Convert the entries below, starting at the line that contains "Someone claims the low" and ending at the line that contains "Someone claims the heathland", into a Markdown table with the columns Row and Line, giving each line a row number and skipping blank lines. Include only those lines, and leave the pictures out.

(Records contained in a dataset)
** Begin **

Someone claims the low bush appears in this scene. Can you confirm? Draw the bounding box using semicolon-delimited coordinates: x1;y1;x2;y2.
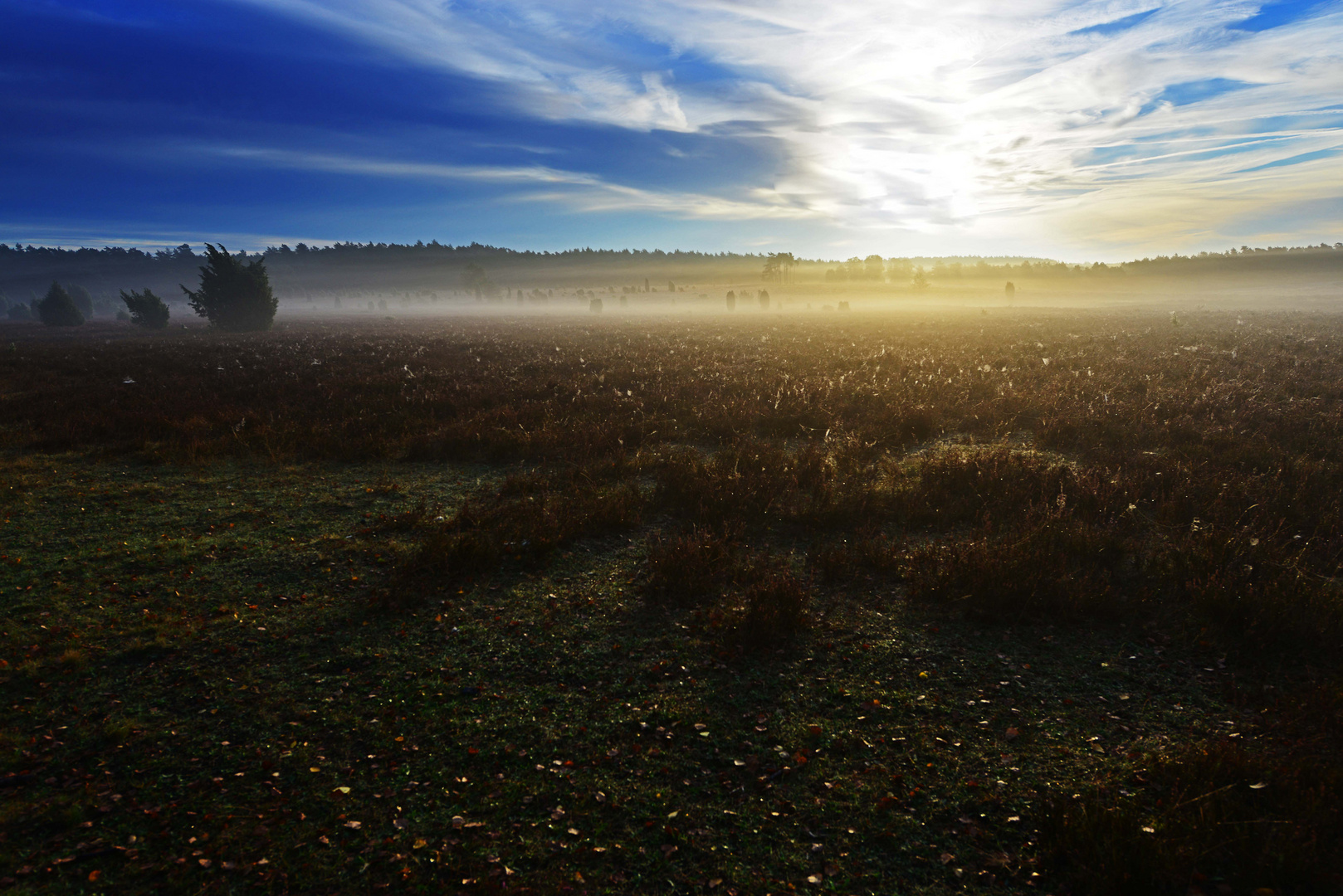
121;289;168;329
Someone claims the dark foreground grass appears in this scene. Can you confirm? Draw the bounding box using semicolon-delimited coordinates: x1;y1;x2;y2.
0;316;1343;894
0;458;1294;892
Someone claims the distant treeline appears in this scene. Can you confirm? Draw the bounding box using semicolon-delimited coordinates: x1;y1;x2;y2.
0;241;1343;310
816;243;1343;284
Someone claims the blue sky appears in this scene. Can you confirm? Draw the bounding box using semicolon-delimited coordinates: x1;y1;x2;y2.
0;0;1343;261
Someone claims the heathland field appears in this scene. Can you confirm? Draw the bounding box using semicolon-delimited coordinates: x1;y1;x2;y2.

** End **
** Begin **

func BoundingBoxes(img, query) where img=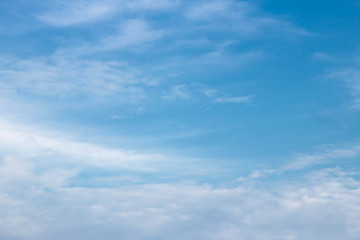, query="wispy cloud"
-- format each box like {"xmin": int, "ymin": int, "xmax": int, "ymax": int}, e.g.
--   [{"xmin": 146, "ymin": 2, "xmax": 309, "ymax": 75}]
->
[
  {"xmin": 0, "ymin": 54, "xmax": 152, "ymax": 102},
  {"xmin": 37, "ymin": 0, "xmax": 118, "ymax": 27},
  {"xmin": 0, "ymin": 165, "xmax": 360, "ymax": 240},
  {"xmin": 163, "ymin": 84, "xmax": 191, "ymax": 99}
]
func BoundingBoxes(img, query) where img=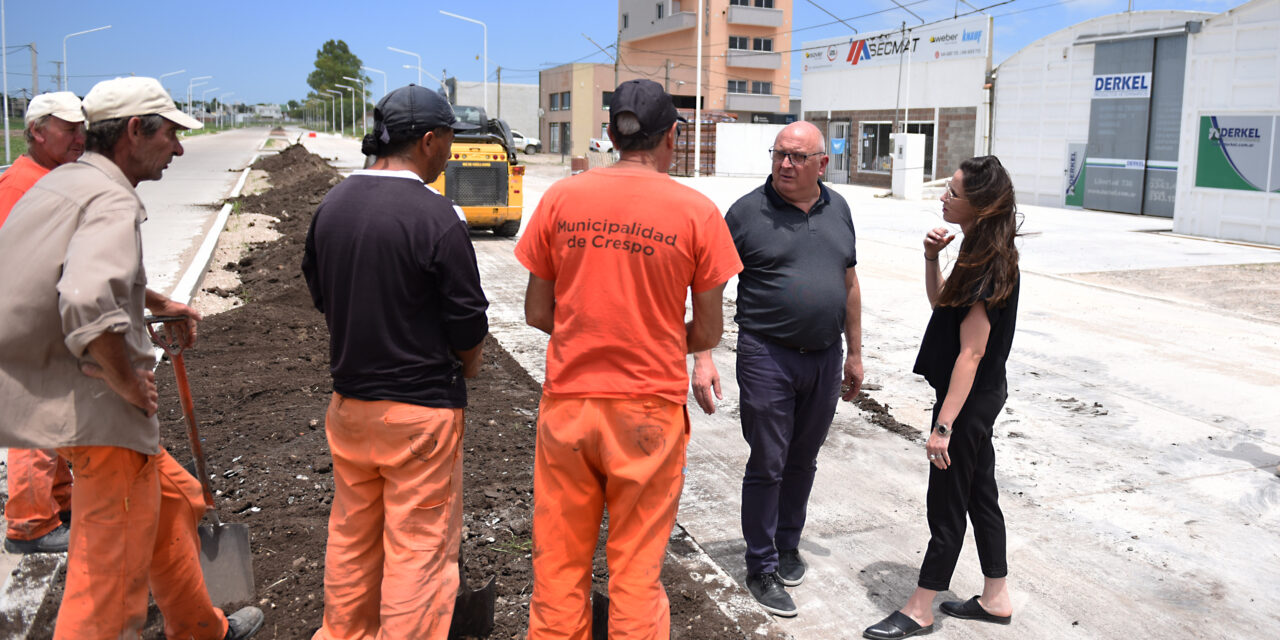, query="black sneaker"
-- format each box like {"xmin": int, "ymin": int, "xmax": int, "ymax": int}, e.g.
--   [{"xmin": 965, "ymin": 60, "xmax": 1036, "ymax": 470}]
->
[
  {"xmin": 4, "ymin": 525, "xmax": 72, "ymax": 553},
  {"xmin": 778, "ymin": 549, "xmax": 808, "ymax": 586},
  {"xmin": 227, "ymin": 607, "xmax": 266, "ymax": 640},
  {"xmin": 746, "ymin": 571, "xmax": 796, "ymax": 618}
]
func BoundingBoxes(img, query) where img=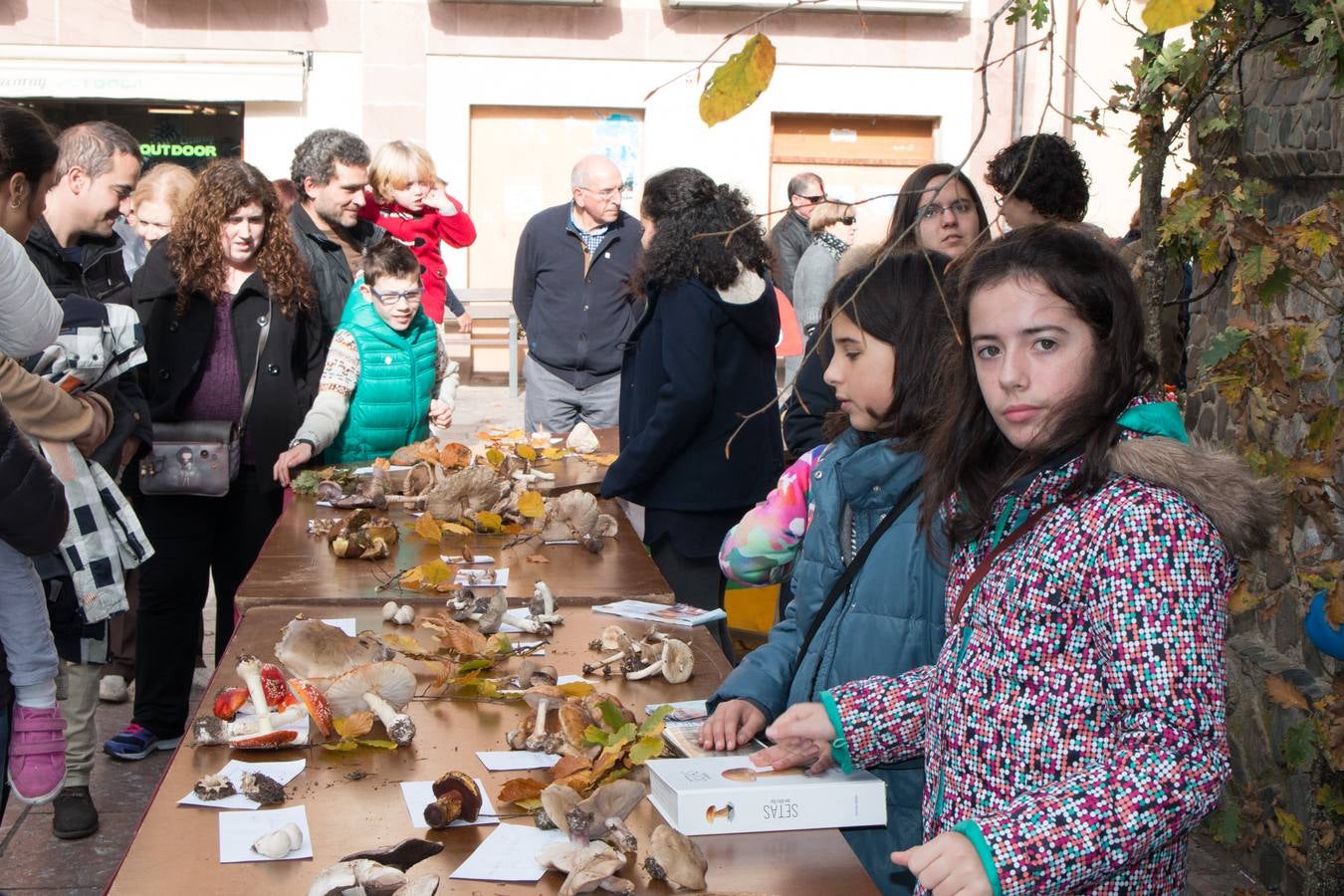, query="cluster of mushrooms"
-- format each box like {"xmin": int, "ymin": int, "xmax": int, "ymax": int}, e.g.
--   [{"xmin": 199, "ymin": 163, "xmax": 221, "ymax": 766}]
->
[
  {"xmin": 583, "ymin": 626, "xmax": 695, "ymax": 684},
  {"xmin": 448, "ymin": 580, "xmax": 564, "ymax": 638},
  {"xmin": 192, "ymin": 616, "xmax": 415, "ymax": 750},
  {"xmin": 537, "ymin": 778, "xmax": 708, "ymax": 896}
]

** End **
** Begin **

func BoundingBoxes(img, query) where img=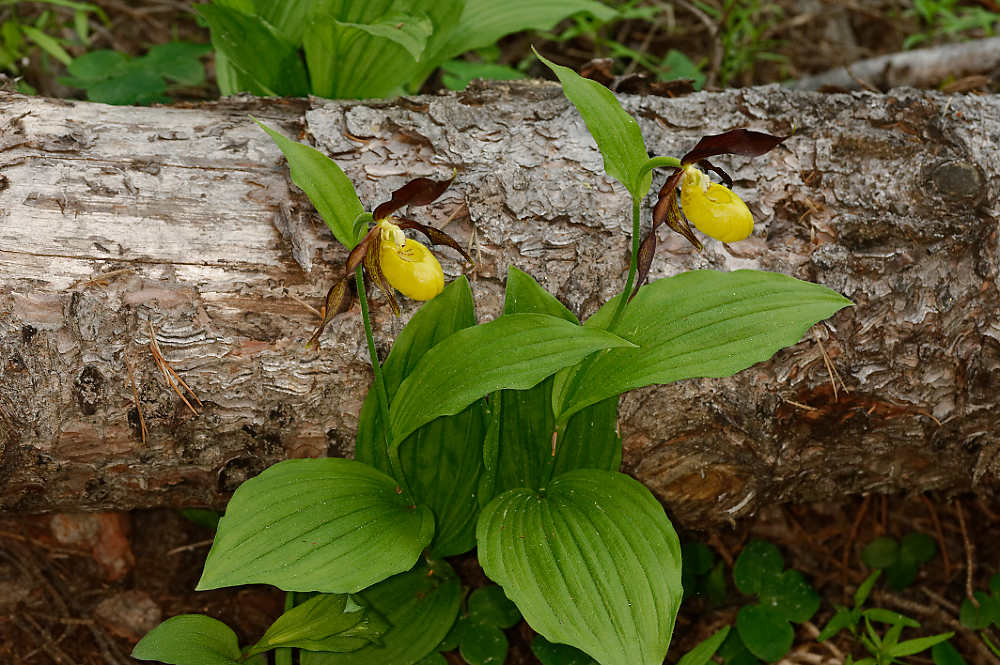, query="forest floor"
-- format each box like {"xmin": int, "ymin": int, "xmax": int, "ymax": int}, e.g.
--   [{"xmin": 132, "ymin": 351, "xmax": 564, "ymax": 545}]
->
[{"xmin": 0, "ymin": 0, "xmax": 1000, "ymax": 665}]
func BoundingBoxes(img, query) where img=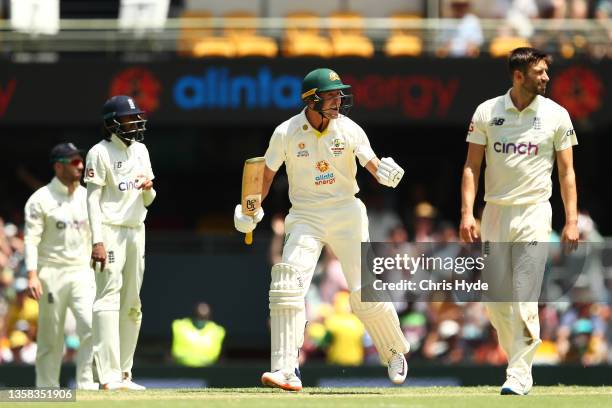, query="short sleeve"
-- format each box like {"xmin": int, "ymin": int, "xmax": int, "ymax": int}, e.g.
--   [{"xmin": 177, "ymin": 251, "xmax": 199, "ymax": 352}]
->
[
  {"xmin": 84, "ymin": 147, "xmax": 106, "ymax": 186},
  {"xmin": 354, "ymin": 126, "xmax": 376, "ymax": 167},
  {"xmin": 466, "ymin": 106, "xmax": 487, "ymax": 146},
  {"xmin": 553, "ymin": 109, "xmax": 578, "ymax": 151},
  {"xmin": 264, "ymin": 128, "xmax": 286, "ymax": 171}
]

** End **

• _REPLY_:
| Row | Line |
|---|---|
| 1 | Someone claims the low bush appears in this scene. Can you confirm? Draw the bounding box using semicolon-delimited coordinates: x1;y1;x2;y2. |
| 2 | 121;289;168;329 |
| 3 | Someone claims the dark foreground grass appears in this scene. Can you confirm? Draw the bounding box using semicolon-delimited coordinates: x1;y1;x2;y2. |
| 4 | 0;316;1343;894 |
| 5 | 0;458;1294;892 |
| 6 | Someone claims the distant treeline appears in this scene. Can you confirm? Draw the bounding box using semicolon-delimited coordinates: x1;y1;x2;y2. |
| 7 | 0;241;1343;310 |
| 8 | 816;243;1343;284 |
| 9 | Someone claims the blue sky appears in this scene. Can you confirm? Draw the bounding box using semicolon-delimited coordinates: x1;y1;x2;y2. |
| 10 | 0;0;1343;261 |
| 11 | Someone claims the heathland field appears in this scene. Can you confirm? Draw the bounding box using semicolon-delimited coordinates: x1;y1;x2;y2. |